What the task asks
Reproduce the whole listing below word for word, leaving out the pictures.

Records for this exercise
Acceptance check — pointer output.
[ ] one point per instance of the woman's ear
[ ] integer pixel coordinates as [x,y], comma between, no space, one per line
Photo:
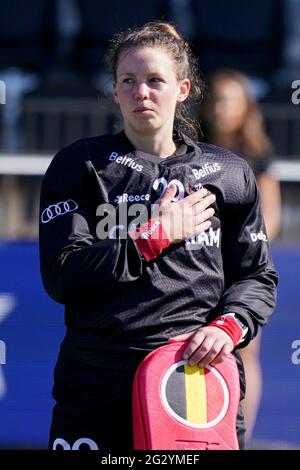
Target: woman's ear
[184,89]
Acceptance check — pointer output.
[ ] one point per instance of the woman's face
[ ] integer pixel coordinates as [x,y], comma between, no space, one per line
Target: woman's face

Full response
Acceptance check — pointer output.
[ ] one point per instance of the woman's ear
[ ] integer pixel coordinates as [x,y], comma between, no space, one per line
Photo:
Target: woman's ear
[184,89]
Acceptance check — pointer output.
[ ] one point per instance of the woman's face
[ ] integer pixel coordinates as [x,y], comma between, no space, one per line
Target: woman's face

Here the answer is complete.